HOW TO COMPLETE THIS TASK> Find how many lines of the listing below include the word "look", then report the number by itself.

SUPPLIED DATA>
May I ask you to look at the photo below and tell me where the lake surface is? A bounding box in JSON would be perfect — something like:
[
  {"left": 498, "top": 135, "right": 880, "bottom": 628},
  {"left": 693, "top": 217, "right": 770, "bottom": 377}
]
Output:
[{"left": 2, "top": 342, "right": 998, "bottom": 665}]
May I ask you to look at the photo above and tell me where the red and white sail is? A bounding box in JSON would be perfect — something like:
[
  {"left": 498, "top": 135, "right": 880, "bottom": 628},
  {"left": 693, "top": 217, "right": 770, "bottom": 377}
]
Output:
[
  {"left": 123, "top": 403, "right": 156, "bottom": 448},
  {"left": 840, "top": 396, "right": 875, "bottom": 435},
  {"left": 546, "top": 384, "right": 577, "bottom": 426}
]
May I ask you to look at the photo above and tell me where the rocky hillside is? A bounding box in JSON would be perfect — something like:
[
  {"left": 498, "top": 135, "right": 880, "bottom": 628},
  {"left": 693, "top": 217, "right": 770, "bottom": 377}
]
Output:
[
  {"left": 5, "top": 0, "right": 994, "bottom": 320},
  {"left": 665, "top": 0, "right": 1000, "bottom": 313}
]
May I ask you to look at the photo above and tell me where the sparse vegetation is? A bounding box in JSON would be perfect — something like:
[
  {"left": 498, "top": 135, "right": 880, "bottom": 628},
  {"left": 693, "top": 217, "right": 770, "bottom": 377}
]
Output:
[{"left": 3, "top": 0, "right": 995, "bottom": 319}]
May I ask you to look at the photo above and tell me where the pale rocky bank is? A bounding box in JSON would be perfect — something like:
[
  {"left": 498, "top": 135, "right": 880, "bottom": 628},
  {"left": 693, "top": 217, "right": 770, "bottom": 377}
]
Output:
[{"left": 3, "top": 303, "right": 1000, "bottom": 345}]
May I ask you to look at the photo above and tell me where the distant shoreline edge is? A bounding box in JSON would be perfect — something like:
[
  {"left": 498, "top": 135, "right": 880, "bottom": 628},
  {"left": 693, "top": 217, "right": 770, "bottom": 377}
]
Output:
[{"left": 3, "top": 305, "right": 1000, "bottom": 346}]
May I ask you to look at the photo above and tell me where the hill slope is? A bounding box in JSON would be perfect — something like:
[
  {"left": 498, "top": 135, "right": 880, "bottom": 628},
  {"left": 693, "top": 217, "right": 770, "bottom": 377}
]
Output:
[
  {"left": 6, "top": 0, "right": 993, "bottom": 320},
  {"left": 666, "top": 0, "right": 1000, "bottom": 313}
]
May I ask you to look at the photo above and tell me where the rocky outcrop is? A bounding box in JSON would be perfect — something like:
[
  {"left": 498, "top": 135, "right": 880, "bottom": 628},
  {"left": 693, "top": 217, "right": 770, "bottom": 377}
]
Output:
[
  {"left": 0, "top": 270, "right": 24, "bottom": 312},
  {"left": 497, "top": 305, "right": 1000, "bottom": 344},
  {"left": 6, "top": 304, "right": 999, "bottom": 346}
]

SOLUTION TO THIS PROBLEM> 8